• _Alıştırma 1_
Verilen metinde "Aylar boyunca ücretsiz" ile "işçiliğin yayıldığını düşünün." arasındaki bölümü, bu iki ifade de dahil, harfi harfine yazıya geçirin.
• _Alıştırma 2_
Listede "trim" dizesini içeren satırları sayın. Büyük-küçük harf ayrımı gözetilsin, yanıt olarak yalnızca sayıyı verin.

• _Verilen Metin_
·····

Mehmet Akkaya: Sendikalar ekonomik depreme hazır mı?

Referandum sonrası kıdem tazminatını ele alacaklarını defalarca söylediler. Geçen sene taşeron işçisinin kafasına geçirilemeyen çuval yeniden hazırlanıyor. Bugünkü hakları bile gasp edilecek, daha da önemlisi, “Özel Sözleşmeli Personel” köleliğine bu kez işçi de razı olabilir.

 

Daha dün “genel grev sebebidir” denilen, ama 5 ay önce yasalaşan köle tüccarı büroları, önümüzdeki aylarda iş bulmanın tek aracı haline getirilecek. İş hayatına adım atan herkes Özel İstihdam Bürosu tezgâhına sokulacak. Şaka sanmayalım bunu.

 

Aylarla ölçülecek kadar yakın zamanda domino taşı misali bazı sektörler yıkılacak, on binlerce işletme ve fabrika birkaç ay içinde kapanacak. Gerçek budur.

 

İşten atılan işçi sayısı binler, on binler değil, yüzbinler, belki milyonlar olacak. Haberiniz olsun!

 

İflas eden işveren iyi niyetli bile olsa, bırakalım kıdem tazminatını, yarım maaş bile veremeyecek.

 

Sokağa atılırken eve ekmek götürecek kadar cebinde parası olmayan işçi, başka bir yerde iş bulabilme şansını da kaybedecek.

 

6-8 ay ücretsiz izin şaka olabilir mi? Aç kaldınız mı hiç? 8 aylık açlığın nasıl bir şey olduğunu düşündünüz mü? Sözünün bile kurşundan ağır olacağı zamandır kapıdaki.

 

Aylar boyunca ücretsiz izne gönderilen ve aç bırakılan işçi, başka yerde iş bulduğunda ise, eski işyerindeki tazminatını da yitirecek. Aç mı kalsın, iş aramasın mı, siz karar verin.

 

Bırakalım asgari ücreti, maaş 500-600 liraya, hatta- şimdiden görür olduğumuz- 300 liraya düşecek. Görelim bu tehlikeyi.

 

Haftada 2-3 gün çağırılan, 13-14 saat günlük çalışma karşılığında sadece 50 lira yevmiye verilen, sigorta yapılmayan işçiliğin yayıldığını düşünün.

·····

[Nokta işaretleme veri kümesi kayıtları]
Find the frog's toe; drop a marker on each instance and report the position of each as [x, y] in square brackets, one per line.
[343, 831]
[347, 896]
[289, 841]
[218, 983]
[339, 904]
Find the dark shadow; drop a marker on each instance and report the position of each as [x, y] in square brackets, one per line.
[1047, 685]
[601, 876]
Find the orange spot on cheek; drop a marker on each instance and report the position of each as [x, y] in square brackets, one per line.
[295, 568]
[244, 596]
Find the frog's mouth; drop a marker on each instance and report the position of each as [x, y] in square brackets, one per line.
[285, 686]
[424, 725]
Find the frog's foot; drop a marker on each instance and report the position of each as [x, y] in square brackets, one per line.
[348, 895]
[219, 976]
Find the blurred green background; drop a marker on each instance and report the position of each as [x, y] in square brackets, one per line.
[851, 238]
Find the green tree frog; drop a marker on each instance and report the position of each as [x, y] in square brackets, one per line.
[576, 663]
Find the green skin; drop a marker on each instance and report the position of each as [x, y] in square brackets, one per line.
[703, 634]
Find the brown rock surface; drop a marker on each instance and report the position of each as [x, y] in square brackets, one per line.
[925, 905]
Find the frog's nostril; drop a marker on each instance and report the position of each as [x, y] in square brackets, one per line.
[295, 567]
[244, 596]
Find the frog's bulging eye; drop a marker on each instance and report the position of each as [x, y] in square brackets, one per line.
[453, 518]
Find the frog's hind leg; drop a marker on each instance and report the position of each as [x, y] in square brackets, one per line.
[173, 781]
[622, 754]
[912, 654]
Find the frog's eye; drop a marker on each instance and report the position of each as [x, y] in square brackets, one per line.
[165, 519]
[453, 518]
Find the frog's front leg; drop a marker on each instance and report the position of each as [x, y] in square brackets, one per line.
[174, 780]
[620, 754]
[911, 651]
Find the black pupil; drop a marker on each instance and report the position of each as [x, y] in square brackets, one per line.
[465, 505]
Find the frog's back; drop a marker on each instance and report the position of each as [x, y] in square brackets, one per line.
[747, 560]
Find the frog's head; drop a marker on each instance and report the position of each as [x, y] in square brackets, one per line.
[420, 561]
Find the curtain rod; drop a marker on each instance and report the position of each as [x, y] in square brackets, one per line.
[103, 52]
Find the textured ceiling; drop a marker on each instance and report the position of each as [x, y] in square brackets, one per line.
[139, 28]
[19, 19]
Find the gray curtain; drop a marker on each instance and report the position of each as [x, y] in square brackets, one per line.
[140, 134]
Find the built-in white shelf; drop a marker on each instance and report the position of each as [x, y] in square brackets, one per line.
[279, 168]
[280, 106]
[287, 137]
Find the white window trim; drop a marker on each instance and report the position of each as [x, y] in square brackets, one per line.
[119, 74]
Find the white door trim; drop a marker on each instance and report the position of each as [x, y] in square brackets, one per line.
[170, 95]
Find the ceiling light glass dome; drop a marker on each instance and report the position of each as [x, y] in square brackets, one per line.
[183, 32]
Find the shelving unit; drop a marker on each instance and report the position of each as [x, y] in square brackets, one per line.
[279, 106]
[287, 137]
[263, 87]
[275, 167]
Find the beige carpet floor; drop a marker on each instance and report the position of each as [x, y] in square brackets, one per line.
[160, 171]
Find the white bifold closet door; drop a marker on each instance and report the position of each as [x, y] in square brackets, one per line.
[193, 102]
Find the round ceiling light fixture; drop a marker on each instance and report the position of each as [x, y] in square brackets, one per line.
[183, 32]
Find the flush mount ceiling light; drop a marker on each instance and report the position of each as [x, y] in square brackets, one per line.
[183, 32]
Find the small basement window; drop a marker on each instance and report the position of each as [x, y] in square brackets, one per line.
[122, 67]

·····

• _Alıştırma Yanıtı 1_
Aylar boyunca ücretsiz izne gönderilen ve aç bırakılan işçi, başka yerde iş bulduğunda ise, eski işyerindeki tazminatını da yitirecek. Aç mı kalsın, iş aramasın mı, siz karar verin.

 

Bırakalım asgari ücreti, maaş 500-600 liraya, hatta- şimdiden görür olduğumuz- 300 liraya düşecek. Görelim bu tehlikeyi.

 

Haftada 2-3 gün çağırılan, 13-14 saat günlük çalışma karşılığında sadece 50 lira yevmiye verilen, sigorta yapılmayan işçiliğin yayıldığını düşünün.

• _Alıştırma Yanıtı 2_
2